■ **Problem to solve**: Begin at the line containing "Would you mind pointing out the dark necktie" in the data below and go on through the line containing "Would you mind pointing out the suit", repeating each line exactly; include both ends and no other line.

■ **Entries provided**:
-------

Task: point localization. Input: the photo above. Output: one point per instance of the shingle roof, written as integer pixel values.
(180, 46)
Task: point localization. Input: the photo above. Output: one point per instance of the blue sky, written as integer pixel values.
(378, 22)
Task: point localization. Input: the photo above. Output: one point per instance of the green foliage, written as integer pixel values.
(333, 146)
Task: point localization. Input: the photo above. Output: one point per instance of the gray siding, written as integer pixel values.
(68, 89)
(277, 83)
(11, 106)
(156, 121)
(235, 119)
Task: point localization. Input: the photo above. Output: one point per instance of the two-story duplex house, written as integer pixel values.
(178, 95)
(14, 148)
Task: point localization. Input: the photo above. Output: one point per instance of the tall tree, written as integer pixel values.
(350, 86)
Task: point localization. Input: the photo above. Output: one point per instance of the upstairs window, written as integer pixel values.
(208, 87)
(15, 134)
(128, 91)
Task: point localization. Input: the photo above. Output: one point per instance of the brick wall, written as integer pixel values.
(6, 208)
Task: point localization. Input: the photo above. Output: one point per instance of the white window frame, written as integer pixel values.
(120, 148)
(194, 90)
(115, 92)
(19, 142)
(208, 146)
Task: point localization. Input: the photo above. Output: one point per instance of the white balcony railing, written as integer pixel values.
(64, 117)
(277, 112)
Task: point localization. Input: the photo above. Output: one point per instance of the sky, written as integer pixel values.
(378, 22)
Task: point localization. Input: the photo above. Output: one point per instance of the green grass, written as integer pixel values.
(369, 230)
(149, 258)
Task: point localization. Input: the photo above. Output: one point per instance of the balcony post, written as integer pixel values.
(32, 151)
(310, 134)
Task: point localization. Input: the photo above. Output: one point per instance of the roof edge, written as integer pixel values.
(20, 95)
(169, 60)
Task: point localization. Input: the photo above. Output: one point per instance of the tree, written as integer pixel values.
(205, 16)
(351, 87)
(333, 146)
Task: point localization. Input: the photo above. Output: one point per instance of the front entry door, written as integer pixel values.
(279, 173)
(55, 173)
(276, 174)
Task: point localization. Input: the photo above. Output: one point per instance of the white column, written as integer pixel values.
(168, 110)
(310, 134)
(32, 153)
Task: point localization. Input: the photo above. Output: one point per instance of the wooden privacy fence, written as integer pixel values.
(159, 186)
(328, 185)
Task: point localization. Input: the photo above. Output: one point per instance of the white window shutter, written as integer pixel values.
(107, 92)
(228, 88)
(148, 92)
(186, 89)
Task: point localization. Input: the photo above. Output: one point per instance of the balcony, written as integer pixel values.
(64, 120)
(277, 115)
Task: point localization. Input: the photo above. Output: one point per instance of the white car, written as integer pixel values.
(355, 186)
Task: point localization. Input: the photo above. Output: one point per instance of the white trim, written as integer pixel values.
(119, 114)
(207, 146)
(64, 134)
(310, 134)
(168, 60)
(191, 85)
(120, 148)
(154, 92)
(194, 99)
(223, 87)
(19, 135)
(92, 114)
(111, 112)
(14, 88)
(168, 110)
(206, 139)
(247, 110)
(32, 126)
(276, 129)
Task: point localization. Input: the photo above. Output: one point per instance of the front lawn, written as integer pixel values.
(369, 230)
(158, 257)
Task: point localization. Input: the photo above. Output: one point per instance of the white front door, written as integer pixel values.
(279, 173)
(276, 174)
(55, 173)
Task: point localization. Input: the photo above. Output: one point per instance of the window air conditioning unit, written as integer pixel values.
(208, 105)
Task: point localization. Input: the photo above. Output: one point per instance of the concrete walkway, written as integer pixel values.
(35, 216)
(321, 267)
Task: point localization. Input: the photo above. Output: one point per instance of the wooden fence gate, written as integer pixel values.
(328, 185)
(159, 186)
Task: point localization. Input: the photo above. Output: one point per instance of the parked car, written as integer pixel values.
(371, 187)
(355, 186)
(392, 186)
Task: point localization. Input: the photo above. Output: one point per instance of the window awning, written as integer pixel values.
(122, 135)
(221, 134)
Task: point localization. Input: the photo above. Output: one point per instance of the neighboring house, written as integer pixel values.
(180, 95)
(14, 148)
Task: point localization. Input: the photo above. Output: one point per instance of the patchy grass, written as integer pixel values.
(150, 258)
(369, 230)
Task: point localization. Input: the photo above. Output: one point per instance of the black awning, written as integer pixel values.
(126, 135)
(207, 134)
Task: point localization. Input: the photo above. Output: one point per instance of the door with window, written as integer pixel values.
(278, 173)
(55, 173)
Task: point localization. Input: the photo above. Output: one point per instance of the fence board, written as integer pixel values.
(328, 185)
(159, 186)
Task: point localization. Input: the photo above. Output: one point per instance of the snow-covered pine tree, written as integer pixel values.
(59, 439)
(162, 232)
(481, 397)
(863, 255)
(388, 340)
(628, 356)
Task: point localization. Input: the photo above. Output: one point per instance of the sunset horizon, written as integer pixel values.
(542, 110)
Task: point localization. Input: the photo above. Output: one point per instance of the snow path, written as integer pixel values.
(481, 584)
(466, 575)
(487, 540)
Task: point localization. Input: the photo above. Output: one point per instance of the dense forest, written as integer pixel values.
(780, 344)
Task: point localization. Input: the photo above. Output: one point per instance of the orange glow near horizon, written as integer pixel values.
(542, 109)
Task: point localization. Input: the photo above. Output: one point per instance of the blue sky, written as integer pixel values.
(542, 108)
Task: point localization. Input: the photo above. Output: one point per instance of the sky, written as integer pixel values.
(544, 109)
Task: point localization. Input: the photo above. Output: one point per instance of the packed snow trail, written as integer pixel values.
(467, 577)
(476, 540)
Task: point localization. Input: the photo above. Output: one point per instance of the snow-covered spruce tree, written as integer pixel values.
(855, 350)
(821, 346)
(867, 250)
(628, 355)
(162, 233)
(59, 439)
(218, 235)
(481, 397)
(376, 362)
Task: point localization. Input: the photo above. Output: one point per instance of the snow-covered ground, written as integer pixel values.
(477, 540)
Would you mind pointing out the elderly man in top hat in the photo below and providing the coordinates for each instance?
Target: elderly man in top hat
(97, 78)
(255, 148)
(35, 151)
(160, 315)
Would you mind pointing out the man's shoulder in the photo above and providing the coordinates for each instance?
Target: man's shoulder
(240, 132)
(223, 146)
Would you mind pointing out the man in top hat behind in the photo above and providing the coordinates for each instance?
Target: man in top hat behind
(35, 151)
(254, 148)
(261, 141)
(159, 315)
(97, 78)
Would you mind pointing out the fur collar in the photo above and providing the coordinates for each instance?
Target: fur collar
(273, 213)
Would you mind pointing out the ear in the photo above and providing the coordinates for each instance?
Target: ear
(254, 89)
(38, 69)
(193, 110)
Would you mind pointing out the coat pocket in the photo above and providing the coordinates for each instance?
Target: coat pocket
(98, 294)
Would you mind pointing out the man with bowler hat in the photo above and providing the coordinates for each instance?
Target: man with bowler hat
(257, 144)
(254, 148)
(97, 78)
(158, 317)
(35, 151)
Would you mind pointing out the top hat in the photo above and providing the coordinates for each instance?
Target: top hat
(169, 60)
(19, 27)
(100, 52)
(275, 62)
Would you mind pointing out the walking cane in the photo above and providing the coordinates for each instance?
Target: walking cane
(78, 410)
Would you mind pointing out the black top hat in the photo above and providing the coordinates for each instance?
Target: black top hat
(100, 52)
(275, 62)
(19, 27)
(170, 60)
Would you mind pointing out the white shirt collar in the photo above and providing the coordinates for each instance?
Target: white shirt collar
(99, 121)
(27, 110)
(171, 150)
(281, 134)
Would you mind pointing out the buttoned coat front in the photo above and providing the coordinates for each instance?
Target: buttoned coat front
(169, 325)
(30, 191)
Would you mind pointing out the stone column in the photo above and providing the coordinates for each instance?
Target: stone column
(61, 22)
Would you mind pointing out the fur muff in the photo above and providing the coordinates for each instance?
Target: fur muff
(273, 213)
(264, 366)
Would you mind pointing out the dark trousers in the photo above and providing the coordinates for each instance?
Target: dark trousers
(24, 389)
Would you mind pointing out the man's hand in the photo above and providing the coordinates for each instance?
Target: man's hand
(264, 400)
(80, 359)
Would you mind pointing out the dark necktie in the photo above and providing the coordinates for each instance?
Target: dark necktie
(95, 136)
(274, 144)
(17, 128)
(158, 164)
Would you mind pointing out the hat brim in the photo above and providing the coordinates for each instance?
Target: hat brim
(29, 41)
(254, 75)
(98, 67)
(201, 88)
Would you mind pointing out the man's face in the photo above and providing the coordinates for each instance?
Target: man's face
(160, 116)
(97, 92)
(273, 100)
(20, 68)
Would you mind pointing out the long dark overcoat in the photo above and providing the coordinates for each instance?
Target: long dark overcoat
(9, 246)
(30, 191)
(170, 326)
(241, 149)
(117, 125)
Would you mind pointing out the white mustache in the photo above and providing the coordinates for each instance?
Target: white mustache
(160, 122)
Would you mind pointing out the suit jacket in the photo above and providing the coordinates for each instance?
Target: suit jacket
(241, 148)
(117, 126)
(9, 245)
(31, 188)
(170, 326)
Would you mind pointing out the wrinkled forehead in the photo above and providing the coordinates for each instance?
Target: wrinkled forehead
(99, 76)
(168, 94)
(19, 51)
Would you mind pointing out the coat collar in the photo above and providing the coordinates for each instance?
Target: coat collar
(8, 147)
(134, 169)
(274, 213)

-------

■ **Exercise result**:
Would you mind pointing out the dark necktie in the photo above and providing the coordinates for each instance?
Target: dark necktie
(95, 136)
(274, 144)
(17, 128)
(158, 164)
Would you mind pointing out the hat brim in the photo above and providing the coordinates for each instance?
Target: hat brim
(29, 41)
(254, 75)
(98, 67)
(201, 88)
Would you mind pointing out the man's face in the photo above and providing the coordinates for each instance?
Target: man's face
(160, 116)
(97, 92)
(273, 100)
(20, 68)
Would you mind pointing out the long dark overcoat in the photo above and providing the coordinates for each instance?
Target: long dark overcoat
(9, 246)
(30, 191)
(170, 326)
(241, 149)
(117, 125)
Would you mind pointing out the white mustache in the photo above and providing the coordinates for each instance?
Target: white mustache
(160, 122)
Would you mind pointing out the suit jacket in the photo above and providing the coordinates for each instance?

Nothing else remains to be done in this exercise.